Substitute "place a single point on" for every occurrence of "put one point on" in the data below, and reproduce the data with nothing else altered.
* BEGIN Records supplied *
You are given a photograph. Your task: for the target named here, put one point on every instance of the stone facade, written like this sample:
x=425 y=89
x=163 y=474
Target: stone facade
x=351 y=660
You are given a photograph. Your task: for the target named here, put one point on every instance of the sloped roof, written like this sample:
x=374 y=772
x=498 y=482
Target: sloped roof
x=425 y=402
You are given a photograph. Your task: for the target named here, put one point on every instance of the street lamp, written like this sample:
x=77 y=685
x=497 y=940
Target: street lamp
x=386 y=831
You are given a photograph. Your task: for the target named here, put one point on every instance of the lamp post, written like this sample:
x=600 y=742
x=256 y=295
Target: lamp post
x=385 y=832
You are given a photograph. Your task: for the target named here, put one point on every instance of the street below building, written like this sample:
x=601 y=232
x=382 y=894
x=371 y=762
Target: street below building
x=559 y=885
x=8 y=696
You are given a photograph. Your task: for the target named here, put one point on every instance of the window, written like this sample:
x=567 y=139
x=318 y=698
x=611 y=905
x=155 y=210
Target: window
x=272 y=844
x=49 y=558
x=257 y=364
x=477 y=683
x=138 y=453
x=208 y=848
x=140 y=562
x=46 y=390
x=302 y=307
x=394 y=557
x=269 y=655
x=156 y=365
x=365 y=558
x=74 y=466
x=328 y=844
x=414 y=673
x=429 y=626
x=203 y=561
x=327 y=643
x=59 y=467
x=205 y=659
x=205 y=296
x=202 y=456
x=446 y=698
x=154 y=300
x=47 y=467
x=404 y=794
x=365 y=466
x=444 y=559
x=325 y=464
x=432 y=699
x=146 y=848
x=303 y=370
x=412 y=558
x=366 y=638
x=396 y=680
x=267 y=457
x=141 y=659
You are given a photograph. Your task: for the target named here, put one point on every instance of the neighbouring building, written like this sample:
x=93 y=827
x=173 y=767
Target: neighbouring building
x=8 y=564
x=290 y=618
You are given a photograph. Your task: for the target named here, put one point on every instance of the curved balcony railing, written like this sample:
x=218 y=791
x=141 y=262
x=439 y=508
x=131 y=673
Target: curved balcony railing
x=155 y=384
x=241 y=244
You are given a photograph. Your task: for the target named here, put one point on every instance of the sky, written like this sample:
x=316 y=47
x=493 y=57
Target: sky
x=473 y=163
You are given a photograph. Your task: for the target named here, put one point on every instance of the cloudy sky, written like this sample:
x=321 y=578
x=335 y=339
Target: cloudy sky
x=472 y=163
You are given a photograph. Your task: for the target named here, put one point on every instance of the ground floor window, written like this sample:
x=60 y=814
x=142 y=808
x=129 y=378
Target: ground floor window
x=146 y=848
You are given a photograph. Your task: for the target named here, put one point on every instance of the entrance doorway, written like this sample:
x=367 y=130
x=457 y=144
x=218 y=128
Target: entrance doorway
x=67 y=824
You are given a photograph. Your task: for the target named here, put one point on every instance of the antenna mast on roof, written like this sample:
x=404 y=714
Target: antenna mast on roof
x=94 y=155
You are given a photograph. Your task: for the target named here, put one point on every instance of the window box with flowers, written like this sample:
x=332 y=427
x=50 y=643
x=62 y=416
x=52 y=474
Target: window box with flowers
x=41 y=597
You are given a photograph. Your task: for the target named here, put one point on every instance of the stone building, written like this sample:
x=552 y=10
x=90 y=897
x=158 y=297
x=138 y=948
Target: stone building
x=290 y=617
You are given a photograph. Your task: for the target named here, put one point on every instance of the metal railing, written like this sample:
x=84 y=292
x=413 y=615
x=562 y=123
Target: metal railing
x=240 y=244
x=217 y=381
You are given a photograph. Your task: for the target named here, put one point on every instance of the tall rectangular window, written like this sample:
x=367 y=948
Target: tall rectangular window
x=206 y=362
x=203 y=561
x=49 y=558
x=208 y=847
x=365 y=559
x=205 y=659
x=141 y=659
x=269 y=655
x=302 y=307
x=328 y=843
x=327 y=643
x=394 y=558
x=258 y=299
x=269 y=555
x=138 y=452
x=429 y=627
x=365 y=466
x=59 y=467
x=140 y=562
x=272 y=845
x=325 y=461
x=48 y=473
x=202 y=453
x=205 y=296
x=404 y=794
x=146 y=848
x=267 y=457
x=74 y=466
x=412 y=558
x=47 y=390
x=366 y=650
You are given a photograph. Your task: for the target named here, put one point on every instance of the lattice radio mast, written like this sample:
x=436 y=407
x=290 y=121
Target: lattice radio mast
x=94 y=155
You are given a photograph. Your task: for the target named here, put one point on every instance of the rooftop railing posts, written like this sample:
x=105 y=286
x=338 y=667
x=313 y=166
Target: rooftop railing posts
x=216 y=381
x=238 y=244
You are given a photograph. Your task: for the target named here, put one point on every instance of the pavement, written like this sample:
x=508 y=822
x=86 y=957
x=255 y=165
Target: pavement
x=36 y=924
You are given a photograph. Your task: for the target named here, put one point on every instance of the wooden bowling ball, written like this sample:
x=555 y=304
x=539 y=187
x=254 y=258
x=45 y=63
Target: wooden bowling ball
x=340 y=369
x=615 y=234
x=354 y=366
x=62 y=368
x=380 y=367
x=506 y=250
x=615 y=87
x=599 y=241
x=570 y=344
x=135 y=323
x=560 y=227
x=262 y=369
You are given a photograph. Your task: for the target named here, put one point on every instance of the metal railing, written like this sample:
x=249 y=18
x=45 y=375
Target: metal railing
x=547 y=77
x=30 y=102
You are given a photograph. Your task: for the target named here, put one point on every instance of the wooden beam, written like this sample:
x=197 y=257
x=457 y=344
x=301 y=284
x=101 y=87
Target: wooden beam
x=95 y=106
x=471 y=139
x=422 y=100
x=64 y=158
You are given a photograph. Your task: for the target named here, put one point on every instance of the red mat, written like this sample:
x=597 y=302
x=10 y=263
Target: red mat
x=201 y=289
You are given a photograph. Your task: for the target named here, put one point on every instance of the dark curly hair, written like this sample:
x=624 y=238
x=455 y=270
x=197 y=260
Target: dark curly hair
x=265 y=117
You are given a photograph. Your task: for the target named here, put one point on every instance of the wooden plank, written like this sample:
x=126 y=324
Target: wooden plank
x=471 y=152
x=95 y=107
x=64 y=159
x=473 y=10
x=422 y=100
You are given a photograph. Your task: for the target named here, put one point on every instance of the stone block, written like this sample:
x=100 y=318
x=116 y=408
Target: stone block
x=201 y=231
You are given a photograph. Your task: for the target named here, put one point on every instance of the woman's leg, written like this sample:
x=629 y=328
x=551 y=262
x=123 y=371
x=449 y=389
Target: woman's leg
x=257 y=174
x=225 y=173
* END Records supplied *
*Solution:*
You are given a photograph. Your task: for the target named here, place a single point on every instance of the stone facade, written like this sample:
x=425 y=89
x=163 y=474
Target: stone facade
x=351 y=660
You are given a photograph. Your task: for the target named here, place a single point on every instance of the sloped roof, written like this sample:
x=374 y=772
x=498 y=482
Target: sloped roof
x=425 y=402
You are given a photograph. Your task: for the target named here, place a single point on every instance of the street lamp, written like this sample:
x=77 y=685
x=497 y=940
Target: street lamp
x=386 y=831
You are given a photograph. Your task: for the target named here, place a single point on every instance of the lamp post, written like this sample:
x=600 y=742
x=256 y=295
Target: lamp post
x=385 y=832
You are given a photograph. Your task: for the target named here, place a single point on every instance of the street below building, written like this sample:
x=601 y=232
x=382 y=894
x=371 y=762
Target: street below building
x=559 y=885
x=8 y=696
You are given a photograph. Your task: for the target named here, place a single point on every instance of the window, written like this sample:
x=567 y=139
x=318 y=698
x=611 y=905
x=155 y=210
Target: window
x=272 y=844
x=49 y=558
x=257 y=364
x=477 y=683
x=138 y=453
x=208 y=848
x=140 y=562
x=46 y=390
x=302 y=307
x=394 y=557
x=269 y=655
x=156 y=365
x=365 y=558
x=74 y=466
x=328 y=844
x=414 y=673
x=429 y=626
x=203 y=561
x=327 y=643
x=59 y=467
x=205 y=659
x=205 y=296
x=202 y=456
x=446 y=698
x=154 y=300
x=47 y=467
x=404 y=794
x=365 y=466
x=444 y=559
x=325 y=464
x=432 y=699
x=146 y=848
x=303 y=370
x=412 y=558
x=366 y=638
x=396 y=680
x=267 y=457
x=141 y=659
You are given a photograph. Your task: for the target named here, place a single point on every instance of the neighbouring building, written like this sample:
x=93 y=827
x=173 y=767
Target: neighbouring building
x=8 y=564
x=290 y=618
You are given a photograph. Your task: for the target named here, place a single point on every instance of the curved balcony railing, written like this sample:
x=218 y=791
x=141 y=262
x=439 y=508
x=131 y=673
Target: curved balcony railing
x=155 y=384
x=241 y=244
You are given a photograph. Your task: for the target named here, place a single point on every instance of the sky, written like this sample:
x=316 y=47
x=493 y=57
Target: sky
x=473 y=163
You are given a photograph. Your task: for the target named here, place a single point on every instance of the cloudy sky, written like this sample:
x=321 y=578
x=335 y=339
Target: cloudy sky
x=472 y=163
You are given a photograph. Your task: for the target named here, place a single point on every instance of the ground floor window, written like this sample:
x=60 y=814
x=142 y=808
x=129 y=378
Target: ground floor window
x=146 y=848
You are given a photograph. Your task: for the target named here, place a single point on every instance of the entrance doorway, written like this sample:
x=367 y=130
x=457 y=144
x=218 y=128
Target: entrance doorway
x=67 y=824
You are given a photograph. Your task: for the target named here, place a single point on every instance of the antenna mast on roof, written like this sample:
x=404 y=714
Target: antenna mast on roof
x=94 y=155
You are given a photograph. Your task: for the target named here, place a single point on every instance of the window box with flowers, written like this sample:
x=332 y=427
x=50 y=643
x=62 y=416
x=52 y=474
Target: window box with flowers
x=41 y=597
You are given a photograph. Your task: for the target named here, place a single point on every instance of the stone building, written like this sample:
x=552 y=10
x=90 y=897
x=158 y=297
x=138 y=948
Target: stone building
x=290 y=617
You are given a photograph. Your task: for the target named here, place a single point on every instance of the metal railing, written like this sample:
x=84 y=292
x=413 y=615
x=562 y=123
Target: metal railing
x=240 y=244
x=217 y=381
You are given a photograph. Your task: for the target named here, place a single point on every instance of the tall rectangular window, written like this sample:
x=367 y=948
Target: tall rectangular window
x=206 y=362
x=203 y=561
x=49 y=558
x=208 y=847
x=365 y=559
x=205 y=659
x=141 y=659
x=269 y=655
x=302 y=307
x=328 y=843
x=327 y=643
x=394 y=558
x=258 y=299
x=269 y=555
x=138 y=452
x=429 y=627
x=365 y=466
x=59 y=467
x=140 y=562
x=272 y=845
x=325 y=461
x=48 y=473
x=202 y=453
x=205 y=296
x=404 y=794
x=146 y=848
x=267 y=457
x=74 y=466
x=412 y=558
x=47 y=390
x=366 y=650
You are given a photograph. Your task: for the target named here, place a single point on every instance of the lattice radio mast, written like this sample:
x=436 y=407
x=290 y=121
Target: lattice radio mast
x=94 y=155
You are given a photograph. Your task: for the target named here, place a single point on every instance of the rooftop railing posts, written like this sample:
x=105 y=286
x=338 y=667
x=313 y=166
Target: rooftop railing posts
x=216 y=381
x=238 y=244
You are given a photograph. Your task: for the target named here, place a single point on every instance of the pavement, written like this sample:
x=508 y=822
x=86 y=957
x=255 y=165
Target: pavement
x=36 y=924
You are given a photograph. Your task: for the target named here, place a single point on every instance of the wooden bowling ball, written like this sample:
x=555 y=304
x=539 y=187
x=254 y=258
x=45 y=63
Target: wooden bowling ball
x=340 y=369
x=615 y=234
x=354 y=366
x=62 y=368
x=380 y=367
x=506 y=250
x=615 y=87
x=599 y=241
x=570 y=344
x=135 y=323
x=560 y=227
x=262 y=369
You are given a photograph. Your task: for the target named here, place a single point on every instance of the metal railing, written like this sample:
x=249 y=18
x=45 y=375
Target: metal railing
x=547 y=77
x=30 y=102
You are given a photograph. Your task: for the target named here, place a single point on every instance of the wooden beam, written like this sample:
x=197 y=257
x=457 y=344
x=301 y=284
x=101 y=87
Target: wooden beam
x=95 y=106
x=471 y=139
x=422 y=100
x=64 y=158
You are given a photograph. Your task: for the target named here, place a single point on every instance of the red mat, written like this sample:
x=597 y=302
x=10 y=263
Target: red mat
x=201 y=289
You are given a photograph. Your task: for the target named here, place a single point on every instance of the dark curly hair, written like this sample:
x=624 y=238
x=455 y=270
x=197 y=260
Target: dark curly hair
x=265 y=117
You are given a photograph. Your task: for the target named here, place a single point on every instance of the wooden plank, written like this sample:
x=126 y=324
Target: wooden plank
x=471 y=152
x=95 y=107
x=64 y=159
x=473 y=10
x=422 y=100
You are given a photograph. Your task: for the target named here, place a single point on every instance of the stone block, written like this sample:
x=100 y=318
x=116 y=408
Target: stone block
x=201 y=231
You are given a photograph. Your task: for the target named here, place a single point on every instance of the woman's leg, written like this sample:
x=629 y=328
x=551 y=262
x=123 y=371
x=449 y=389
Target: woman's leg
x=257 y=174
x=225 y=173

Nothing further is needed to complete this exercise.